==== Recorded data ====
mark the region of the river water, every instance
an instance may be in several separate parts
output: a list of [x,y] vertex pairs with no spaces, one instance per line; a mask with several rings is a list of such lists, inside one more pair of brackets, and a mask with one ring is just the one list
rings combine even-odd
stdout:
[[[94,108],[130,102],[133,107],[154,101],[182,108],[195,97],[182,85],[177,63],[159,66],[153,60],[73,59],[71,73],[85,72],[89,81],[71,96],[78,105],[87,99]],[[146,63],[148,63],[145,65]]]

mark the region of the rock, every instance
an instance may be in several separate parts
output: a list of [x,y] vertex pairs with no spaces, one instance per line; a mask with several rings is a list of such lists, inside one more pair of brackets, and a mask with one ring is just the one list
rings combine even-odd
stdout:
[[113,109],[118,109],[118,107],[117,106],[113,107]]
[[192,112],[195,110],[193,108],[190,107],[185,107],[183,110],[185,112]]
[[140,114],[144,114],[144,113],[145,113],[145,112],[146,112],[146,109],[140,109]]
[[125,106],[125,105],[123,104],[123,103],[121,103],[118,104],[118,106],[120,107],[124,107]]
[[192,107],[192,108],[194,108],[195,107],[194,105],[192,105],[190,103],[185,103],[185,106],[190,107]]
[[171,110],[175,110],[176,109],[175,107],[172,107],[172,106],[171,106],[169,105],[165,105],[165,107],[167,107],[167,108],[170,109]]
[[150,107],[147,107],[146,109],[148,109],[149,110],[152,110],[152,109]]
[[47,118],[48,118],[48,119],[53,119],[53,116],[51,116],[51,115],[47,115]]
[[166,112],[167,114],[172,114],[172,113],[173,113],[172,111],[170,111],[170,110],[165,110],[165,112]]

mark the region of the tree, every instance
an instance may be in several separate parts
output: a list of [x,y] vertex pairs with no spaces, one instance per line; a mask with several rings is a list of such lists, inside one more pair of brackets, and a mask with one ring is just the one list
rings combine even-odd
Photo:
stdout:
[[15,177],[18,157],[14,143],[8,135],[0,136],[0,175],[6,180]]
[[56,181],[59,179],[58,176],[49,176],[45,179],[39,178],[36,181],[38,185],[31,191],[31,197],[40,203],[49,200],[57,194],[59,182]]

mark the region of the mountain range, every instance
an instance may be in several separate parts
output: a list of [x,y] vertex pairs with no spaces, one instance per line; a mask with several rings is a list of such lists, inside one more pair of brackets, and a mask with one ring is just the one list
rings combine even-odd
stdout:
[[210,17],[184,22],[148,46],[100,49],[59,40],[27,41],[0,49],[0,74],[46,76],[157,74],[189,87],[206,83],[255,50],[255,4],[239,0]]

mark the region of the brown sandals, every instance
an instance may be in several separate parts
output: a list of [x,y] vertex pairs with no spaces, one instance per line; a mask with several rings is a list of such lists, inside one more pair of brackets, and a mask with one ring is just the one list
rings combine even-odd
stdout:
====
__Exercise details__. Copy the data above, substituting "point pairs" for each occurrence of "vertex pairs" and keeping everything else the same.

__Answer to this task__.
mark the region of the river water, every instance
an instance may be in several separate parts
output: a list of [x,y] point pairs with no spaces, one instance per line; a mask with several rings is a list of such lists, inside one more pair of brackets, and a mask with one ring is just the one list
rings combine even-odd
stdout:
[[[94,108],[130,102],[133,107],[154,101],[182,108],[195,97],[182,85],[177,63],[159,66],[153,60],[73,59],[71,73],[85,72],[89,81],[71,96],[78,105],[87,99]],[[146,63],[148,63],[145,65]]]

mark the region of the rock, every instance
an instance may be in several separate parts
output: a list of [x,y] point pairs with no spaces, one instance per line; a mask with several rings is a list of such lists, inside one more pair of brackets, and a mask with one ring is just the one list
rings combine even-odd
stdout:
[[113,109],[118,109],[118,107],[117,106],[113,107]]
[[192,112],[195,110],[193,108],[190,107],[185,107],[183,110],[185,112]]
[[140,114],[144,114],[144,113],[145,113],[145,112],[146,112],[146,109],[140,109]]
[[125,106],[125,105],[123,104],[123,103],[121,103],[118,104],[118,106],[120,107],[124,107]]
[[192,107],[192,108],[194,108],[195,107],[194,105],[192,105],[190,103],[185,103],[185,106],[190,107]]
[[171,110],[175,110],[176,109],[175,107],[172,107],[172,106],[171,106],[169,105],[165,105],[165,107],[167,107],[167,108],[170,109]]
[[150,107],[147,107],[146,109],[148,109],[149,110],[152,110],[152,109]]
[[47,118],[48,118],[48,119],[53,119],[53,116],[51,116],[51,115],[47,115]]
[[166,112],[167,114],[172,114],[172,113],[173,113],[172,111],[170,111],[170,110],[165,110],[165,112]]

mark the region of the tree, every instance
an instance may be in several separate parts
output: a list of [x,y] point pairs with no spaces, one instance per line; a mask with several rings is a list of such lists, inside one more pair of brackets, and a mask with one ring is just the one list
rings combine even-odd
Photo:
stdout:
[[15,177],[18,157],[14,143],[8,135],[0,136],[0,175],[6,180]]
[[56,181],[59,179],[58,176],[49,176],[45,179],[39,178],[36,181],[38,185],[31,191],[31,197],[40,203],[49,200],[57,194],[59,182]]

mark the region of the mountain range, every instance
an instance may be in several separate parts
output: a list of [x,y] point pairs with no spaces, one instance per line; a mask with several rings is a list of such lists, inside one more pair of brackets, and a mask with one ring is just the one list
rings combine even-odd
stdout:
[[210,17],[184,22],[148,46],[100,49],[59,40],[27,41],[0,49],[0,74],[46,76],[157,74],[189,87],[206,83],[255,50],[255,4],[239,0]]

mark the region of the brown sandals, every instance
an instance may be in several separate parts
output: a list of [x,y] point pairs with no spaces, one instance per line; a mask with several rings is a list of such lists, inside one more pair of brackets, and a mask with one ring is just the one list
rings combine even-odd
stdout:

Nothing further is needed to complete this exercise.